(Referring expression data)

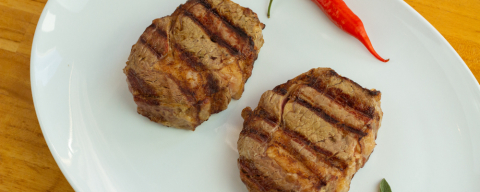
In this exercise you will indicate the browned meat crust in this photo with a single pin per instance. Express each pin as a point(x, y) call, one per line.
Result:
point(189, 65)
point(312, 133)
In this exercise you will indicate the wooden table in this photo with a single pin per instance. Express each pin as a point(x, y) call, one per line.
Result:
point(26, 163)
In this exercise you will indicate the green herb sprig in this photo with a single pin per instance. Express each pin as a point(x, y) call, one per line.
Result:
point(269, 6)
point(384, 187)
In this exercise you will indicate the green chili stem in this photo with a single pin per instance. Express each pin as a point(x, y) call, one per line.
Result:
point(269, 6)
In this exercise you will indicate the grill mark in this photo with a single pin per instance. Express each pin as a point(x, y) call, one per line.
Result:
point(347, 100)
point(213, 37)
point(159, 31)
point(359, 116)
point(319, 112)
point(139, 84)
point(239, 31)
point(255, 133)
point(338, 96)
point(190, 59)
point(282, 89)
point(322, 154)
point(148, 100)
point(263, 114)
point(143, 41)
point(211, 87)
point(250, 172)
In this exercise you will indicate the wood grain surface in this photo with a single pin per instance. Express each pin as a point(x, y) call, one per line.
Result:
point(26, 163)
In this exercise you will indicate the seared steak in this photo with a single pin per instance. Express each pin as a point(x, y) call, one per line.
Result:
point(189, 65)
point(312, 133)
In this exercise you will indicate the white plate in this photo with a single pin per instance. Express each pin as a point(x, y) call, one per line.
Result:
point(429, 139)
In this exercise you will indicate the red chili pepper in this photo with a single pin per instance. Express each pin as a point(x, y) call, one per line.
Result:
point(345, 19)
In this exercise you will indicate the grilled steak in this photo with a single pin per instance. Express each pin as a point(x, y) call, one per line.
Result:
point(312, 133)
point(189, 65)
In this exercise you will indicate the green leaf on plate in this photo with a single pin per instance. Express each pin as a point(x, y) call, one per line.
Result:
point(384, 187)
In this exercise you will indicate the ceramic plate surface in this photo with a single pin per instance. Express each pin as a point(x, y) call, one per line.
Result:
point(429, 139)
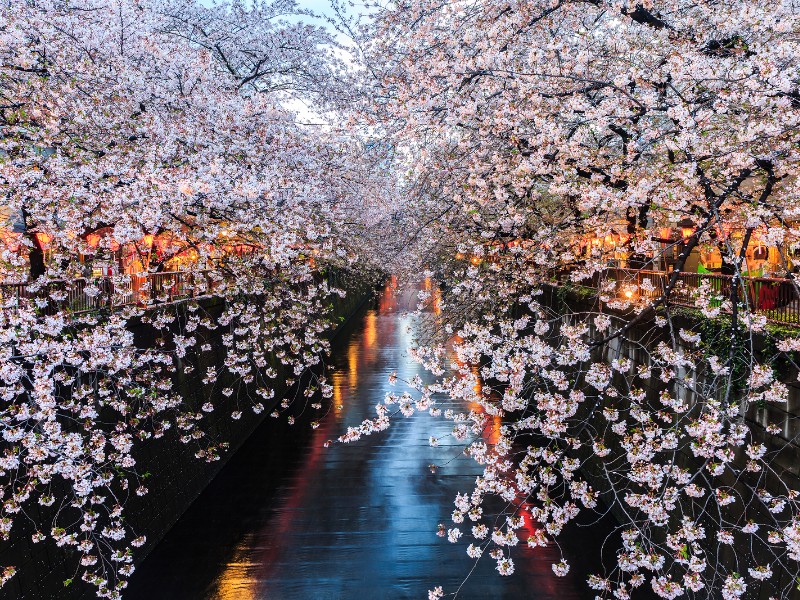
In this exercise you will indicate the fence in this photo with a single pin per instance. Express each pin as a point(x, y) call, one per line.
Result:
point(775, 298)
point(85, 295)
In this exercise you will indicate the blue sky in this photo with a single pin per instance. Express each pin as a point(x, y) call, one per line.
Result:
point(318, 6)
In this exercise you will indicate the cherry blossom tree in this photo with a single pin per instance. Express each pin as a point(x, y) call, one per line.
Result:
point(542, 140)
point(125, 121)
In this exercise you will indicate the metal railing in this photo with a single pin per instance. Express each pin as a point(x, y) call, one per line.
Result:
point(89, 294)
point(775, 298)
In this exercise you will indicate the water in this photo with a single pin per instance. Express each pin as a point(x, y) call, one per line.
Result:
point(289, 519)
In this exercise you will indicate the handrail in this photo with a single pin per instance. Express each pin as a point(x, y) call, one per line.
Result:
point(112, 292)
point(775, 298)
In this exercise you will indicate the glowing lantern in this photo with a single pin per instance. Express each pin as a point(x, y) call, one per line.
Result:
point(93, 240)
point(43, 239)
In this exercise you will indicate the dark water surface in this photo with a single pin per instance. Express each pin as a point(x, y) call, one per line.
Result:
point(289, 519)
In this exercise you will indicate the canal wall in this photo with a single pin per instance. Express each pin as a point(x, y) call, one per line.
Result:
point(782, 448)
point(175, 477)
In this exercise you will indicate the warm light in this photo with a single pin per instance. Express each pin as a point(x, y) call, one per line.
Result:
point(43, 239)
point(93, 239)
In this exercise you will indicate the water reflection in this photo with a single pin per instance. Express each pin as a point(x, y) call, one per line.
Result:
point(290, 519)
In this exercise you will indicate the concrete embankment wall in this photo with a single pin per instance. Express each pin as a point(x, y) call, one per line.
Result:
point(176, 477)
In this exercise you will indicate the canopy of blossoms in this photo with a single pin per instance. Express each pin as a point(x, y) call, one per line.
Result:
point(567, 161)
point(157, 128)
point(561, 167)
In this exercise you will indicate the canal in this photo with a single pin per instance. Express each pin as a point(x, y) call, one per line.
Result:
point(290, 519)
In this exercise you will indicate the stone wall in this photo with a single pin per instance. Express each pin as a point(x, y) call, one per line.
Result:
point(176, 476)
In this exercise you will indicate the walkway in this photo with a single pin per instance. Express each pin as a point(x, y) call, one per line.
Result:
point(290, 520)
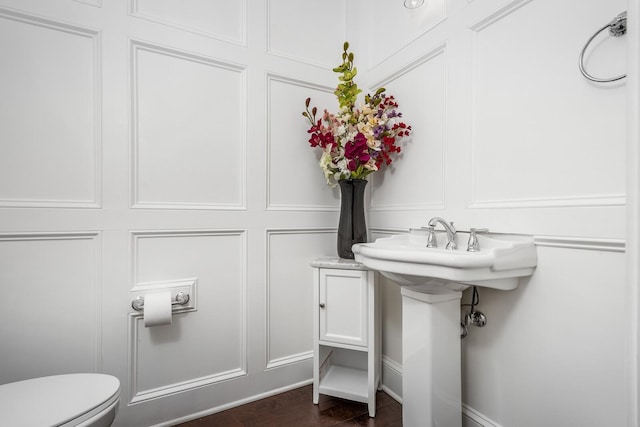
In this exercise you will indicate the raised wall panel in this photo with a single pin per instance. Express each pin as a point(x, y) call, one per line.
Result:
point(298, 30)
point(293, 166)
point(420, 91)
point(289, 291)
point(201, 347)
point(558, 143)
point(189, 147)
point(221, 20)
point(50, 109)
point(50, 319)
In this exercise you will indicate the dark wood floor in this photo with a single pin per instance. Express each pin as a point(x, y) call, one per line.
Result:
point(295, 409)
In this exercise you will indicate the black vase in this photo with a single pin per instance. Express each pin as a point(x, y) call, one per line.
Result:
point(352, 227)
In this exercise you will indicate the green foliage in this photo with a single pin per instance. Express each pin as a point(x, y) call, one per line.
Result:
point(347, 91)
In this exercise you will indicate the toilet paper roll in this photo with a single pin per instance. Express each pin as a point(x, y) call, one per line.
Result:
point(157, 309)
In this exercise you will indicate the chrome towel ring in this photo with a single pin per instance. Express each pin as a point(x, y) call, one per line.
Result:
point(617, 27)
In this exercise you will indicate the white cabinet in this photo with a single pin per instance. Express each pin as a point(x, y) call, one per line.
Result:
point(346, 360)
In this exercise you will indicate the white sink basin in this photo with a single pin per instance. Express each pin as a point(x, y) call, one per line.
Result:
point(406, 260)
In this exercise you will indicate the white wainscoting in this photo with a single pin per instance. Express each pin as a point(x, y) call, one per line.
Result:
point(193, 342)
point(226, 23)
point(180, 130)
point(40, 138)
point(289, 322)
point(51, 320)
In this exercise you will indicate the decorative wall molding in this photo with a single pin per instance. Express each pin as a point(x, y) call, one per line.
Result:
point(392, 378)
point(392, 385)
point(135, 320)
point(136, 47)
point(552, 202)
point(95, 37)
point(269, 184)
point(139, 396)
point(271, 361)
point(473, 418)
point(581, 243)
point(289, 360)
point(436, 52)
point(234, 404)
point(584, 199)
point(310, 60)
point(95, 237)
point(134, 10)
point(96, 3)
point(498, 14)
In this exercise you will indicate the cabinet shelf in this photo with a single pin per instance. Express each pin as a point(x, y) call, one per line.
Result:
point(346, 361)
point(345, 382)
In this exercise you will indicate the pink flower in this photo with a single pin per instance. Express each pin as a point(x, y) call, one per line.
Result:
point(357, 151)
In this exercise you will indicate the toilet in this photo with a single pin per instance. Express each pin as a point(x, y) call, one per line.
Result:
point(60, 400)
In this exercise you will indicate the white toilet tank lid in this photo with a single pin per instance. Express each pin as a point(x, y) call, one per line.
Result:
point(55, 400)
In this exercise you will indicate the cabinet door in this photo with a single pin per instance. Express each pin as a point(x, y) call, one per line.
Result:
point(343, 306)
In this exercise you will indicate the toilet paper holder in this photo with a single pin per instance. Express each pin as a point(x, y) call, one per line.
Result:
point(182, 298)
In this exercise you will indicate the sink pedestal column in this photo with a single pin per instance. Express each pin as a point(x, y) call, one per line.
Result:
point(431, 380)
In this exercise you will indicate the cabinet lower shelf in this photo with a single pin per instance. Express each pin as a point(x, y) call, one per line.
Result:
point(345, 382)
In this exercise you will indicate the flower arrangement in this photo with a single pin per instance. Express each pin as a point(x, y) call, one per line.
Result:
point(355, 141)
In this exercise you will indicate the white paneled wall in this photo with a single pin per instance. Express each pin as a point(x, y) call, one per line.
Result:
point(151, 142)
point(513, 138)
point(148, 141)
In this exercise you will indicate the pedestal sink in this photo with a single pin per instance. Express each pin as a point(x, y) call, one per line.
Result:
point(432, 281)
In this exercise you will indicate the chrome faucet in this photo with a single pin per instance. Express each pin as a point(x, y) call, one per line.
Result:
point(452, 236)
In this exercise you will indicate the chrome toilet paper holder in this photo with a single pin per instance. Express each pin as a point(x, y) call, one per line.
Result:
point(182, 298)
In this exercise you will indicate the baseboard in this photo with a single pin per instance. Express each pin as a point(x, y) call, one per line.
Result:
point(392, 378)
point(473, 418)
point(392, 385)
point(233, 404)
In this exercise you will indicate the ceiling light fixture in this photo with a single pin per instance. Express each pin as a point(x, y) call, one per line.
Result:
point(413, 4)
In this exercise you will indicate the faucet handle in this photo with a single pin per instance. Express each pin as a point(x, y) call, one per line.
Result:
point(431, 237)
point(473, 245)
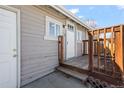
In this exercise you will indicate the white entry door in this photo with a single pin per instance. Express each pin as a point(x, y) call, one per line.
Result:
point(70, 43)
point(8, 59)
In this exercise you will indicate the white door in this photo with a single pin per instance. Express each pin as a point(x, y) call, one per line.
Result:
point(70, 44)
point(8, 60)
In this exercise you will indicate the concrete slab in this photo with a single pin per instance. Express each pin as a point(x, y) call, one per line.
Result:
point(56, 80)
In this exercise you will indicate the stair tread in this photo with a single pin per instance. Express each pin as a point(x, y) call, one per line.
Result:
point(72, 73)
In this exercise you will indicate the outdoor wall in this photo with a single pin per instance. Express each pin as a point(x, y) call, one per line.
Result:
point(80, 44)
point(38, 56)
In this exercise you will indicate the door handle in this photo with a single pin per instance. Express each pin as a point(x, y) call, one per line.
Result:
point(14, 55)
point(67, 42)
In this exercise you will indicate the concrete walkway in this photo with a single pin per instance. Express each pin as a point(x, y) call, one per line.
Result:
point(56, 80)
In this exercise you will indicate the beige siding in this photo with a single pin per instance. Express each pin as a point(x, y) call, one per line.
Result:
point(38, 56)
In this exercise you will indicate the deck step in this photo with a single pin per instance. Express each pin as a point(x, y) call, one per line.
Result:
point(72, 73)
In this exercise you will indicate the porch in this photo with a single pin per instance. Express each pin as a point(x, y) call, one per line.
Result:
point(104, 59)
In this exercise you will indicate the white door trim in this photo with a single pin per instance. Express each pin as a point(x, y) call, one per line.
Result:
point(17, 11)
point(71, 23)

...

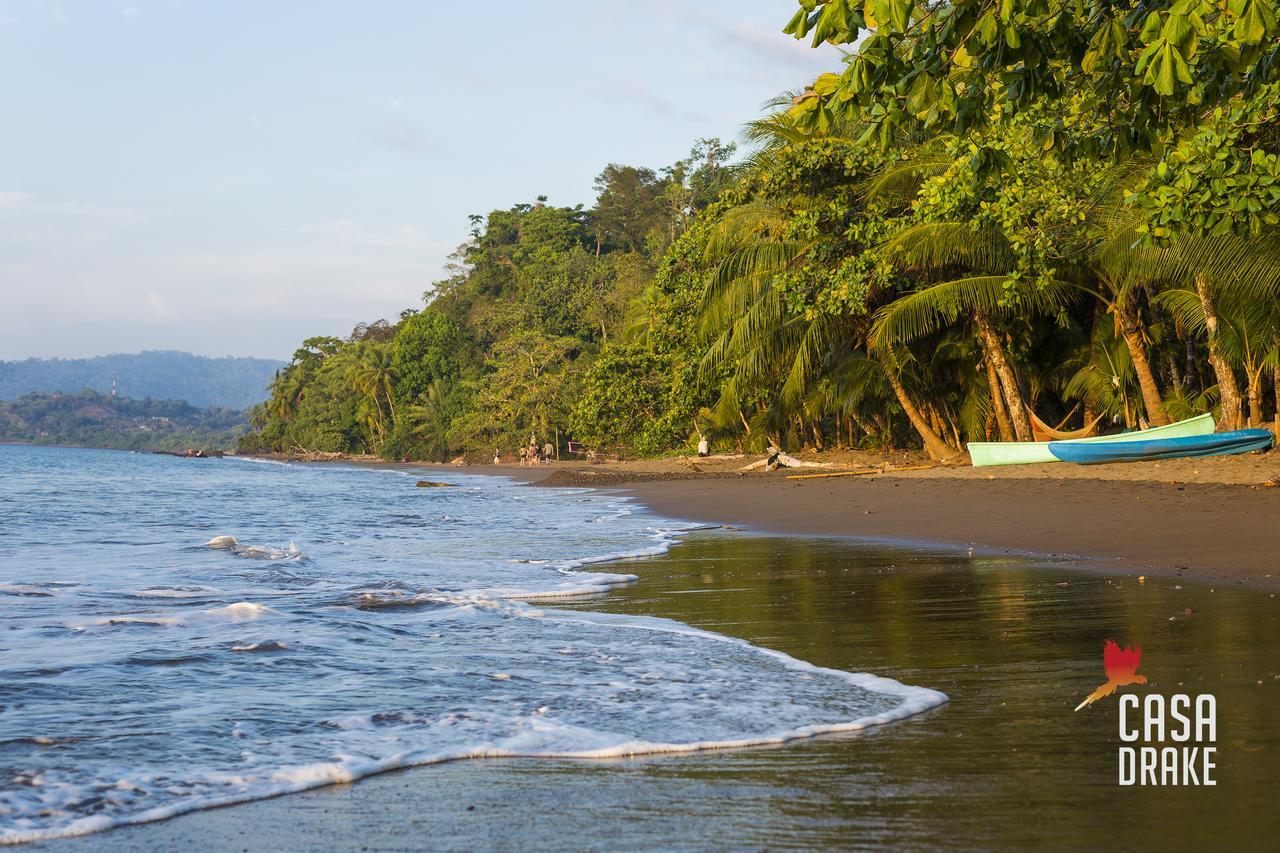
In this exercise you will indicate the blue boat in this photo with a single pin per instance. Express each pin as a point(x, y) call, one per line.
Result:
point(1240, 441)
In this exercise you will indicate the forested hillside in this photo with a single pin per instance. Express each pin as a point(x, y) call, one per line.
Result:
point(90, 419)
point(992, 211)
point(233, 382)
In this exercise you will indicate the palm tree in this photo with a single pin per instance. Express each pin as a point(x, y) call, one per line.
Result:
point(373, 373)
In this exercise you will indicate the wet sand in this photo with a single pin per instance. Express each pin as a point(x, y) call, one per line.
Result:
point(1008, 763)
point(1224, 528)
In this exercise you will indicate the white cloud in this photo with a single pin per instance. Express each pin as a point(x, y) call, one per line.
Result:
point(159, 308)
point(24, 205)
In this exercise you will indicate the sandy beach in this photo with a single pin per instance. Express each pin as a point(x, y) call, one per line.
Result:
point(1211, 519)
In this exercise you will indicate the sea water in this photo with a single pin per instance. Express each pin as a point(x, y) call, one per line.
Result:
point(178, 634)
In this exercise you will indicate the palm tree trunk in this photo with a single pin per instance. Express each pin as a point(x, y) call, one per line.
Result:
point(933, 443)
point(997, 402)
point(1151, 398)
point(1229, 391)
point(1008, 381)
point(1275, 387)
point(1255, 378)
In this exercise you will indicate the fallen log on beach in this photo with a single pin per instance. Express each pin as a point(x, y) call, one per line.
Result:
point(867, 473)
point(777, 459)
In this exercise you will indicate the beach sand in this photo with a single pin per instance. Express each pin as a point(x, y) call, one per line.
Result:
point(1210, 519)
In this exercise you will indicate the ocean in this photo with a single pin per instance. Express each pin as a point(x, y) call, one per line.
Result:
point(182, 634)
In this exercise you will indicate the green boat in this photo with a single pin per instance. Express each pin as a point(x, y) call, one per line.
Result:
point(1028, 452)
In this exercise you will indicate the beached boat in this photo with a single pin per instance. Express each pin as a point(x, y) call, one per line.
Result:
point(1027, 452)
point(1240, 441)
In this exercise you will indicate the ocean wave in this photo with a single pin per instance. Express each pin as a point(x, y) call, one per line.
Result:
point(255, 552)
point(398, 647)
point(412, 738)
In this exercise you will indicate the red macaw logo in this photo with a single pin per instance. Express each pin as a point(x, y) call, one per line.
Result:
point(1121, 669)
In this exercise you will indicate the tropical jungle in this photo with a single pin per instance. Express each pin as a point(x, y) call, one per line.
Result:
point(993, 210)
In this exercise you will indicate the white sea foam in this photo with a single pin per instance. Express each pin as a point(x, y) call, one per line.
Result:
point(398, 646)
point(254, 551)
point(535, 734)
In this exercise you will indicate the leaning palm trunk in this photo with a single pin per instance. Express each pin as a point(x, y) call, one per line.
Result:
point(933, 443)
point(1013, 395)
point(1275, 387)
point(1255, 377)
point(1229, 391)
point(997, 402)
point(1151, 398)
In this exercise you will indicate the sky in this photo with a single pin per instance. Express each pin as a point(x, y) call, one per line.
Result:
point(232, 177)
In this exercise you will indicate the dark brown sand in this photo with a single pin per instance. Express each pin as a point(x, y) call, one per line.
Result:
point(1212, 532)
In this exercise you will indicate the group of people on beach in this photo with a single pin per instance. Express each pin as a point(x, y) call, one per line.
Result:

* * *

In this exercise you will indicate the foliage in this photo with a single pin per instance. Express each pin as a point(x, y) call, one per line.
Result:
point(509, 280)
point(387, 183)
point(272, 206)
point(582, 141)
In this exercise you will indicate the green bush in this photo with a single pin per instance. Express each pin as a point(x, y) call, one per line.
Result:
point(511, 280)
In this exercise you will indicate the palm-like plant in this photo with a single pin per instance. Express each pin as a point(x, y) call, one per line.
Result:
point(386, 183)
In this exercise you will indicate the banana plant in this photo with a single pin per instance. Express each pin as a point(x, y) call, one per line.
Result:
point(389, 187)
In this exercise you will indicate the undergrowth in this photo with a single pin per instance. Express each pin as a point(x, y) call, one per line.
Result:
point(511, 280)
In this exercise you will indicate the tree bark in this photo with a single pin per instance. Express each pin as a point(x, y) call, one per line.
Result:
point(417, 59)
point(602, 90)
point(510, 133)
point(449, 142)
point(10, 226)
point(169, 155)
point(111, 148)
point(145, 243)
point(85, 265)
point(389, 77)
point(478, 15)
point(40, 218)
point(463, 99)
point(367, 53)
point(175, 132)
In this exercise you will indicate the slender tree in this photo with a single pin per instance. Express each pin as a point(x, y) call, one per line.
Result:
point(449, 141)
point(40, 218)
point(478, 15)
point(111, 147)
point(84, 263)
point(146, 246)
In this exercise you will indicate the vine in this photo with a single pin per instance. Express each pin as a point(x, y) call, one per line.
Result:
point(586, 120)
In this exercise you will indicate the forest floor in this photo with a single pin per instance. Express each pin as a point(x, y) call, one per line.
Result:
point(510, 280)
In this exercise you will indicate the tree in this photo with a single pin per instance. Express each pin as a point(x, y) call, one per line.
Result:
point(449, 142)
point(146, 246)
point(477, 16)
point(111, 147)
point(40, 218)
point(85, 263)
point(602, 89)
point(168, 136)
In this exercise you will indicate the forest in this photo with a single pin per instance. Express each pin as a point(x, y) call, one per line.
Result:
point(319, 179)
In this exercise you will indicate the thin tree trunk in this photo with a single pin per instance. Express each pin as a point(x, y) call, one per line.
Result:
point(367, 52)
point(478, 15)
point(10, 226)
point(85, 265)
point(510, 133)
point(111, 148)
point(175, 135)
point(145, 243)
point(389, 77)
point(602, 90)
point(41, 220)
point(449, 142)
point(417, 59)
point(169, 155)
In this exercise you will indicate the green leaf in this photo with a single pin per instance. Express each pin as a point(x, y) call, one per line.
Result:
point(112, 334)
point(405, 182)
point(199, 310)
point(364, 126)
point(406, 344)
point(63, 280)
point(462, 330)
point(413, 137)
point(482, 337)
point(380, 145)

> [TASK DIRECTIONS]
Every line of the records above where the string "trunk" is found should be copied.

> [RESPONSE BELOW]
In this exercise you will indicate the palm tree trunk in this photo with a single pin per instance. Express each pin as a point(x, y) call, one per line.
In this exercise you will indicate the leaning palm trunk in this photo with a single pin per instance. Express each pin as a point(x, y) call, one per line.
In this exercise you will indicate the thin tree trunk in this photo with a single pin per instance. Express each pin as a point(x, y) call, one per line.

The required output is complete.